I wrote a piece back at the start of the year called 10 Choices For a Better Future that was largely focused on behaviorally based choices, I now realize. Just to be clear there is no big plan here I just write this stuff when I’m thinking about it and have time and have some motivation. And in discussing this with someone I occasionally mentor recently (okay a couple months ago) I realized that while that list was good from a choosing how to behave daily standpoint (which is what I writing it for) it didn’t really provide any thinking how to make choices about your life, and that’s a problem because you could apply everything in that piece and still make stupid unguided choices.
In that piece I alluded to writing about how I think of life goals, this is not that piece. Although I guess that piece will eventually get written since this piece also talks about life goals – they just aren’t the center of this piece. The center of this piece is about choices as the key to a successful life. I do think making life goals is a part of it because I think that life goals is the logical way to define what a successful life is for you – and that is essential to guiding your choices.

[PROBLEM REQUIREMENTS] Reproduce the entire passage above on choices and life goals word for word.

[DATA EXTRACT]
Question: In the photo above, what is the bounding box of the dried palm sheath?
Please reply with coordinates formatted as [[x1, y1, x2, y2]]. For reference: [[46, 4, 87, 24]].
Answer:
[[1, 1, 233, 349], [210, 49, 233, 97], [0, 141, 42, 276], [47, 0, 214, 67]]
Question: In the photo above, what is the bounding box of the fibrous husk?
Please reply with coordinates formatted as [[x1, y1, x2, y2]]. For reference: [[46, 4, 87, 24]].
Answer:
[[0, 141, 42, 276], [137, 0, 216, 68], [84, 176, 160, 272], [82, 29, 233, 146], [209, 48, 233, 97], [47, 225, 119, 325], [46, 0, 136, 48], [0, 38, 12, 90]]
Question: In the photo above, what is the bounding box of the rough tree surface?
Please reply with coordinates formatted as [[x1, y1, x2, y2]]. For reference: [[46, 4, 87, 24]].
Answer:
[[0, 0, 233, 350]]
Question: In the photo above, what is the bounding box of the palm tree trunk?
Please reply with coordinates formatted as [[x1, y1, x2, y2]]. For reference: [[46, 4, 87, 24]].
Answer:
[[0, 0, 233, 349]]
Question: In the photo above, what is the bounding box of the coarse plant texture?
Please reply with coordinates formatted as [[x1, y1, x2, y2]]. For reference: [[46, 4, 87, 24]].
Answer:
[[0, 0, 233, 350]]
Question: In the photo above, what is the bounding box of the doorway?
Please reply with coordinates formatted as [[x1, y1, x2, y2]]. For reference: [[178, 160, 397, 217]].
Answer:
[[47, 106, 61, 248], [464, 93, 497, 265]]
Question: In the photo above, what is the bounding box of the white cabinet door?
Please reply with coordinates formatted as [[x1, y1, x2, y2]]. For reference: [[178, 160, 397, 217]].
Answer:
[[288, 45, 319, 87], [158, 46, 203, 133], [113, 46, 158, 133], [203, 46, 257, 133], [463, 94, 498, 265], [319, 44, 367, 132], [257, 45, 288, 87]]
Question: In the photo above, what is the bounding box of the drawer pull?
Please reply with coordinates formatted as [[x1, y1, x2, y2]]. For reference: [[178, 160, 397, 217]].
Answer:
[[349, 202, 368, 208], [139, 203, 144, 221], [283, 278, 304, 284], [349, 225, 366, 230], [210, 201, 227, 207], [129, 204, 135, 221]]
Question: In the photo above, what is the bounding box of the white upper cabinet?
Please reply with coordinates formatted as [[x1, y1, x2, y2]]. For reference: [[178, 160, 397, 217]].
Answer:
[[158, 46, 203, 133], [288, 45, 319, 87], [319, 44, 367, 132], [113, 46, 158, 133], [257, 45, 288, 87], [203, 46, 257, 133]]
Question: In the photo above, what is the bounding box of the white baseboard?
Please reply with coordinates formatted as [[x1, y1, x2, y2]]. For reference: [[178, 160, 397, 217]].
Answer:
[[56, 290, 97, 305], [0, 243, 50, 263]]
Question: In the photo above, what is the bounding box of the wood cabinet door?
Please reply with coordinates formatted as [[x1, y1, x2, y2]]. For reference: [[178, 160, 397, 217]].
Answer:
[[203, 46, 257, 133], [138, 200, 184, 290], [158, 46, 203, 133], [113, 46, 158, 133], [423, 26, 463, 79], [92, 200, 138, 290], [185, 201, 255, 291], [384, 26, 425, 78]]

[ANSWER TO THE PROBLEM]
I wrote a piece back at the start of the year called 10 Choices For a Better Future that was largely focused on behaviorally based choices, I now realize. Just to be clear there is no big plan here I just write this stuff when I’m thinking about it and have time and have some motivation. And in discussing this with someone I occasionally mentor recently (okay a couple months ago) I realized that while that list was good from a choosing how to behave daily standpoint (which is what I writing it for) it didn’t really provide any thinking how to make choices about your life, and that’s a problem because you could apply everything in that piece and still make stupid unguided choices.
In that piece I alluded to writing about how I think of life goals, this is not that piece. Although I guess that piece will eventually get written since this piece also talks about life goals – they just aren’t the center of this piece. The center of this piece is about choices as the key to a successful life. I do think making life goals is a part of it because I think that life goals is the logical way to define what a successful life is for you – and that is essential to guiding your choices.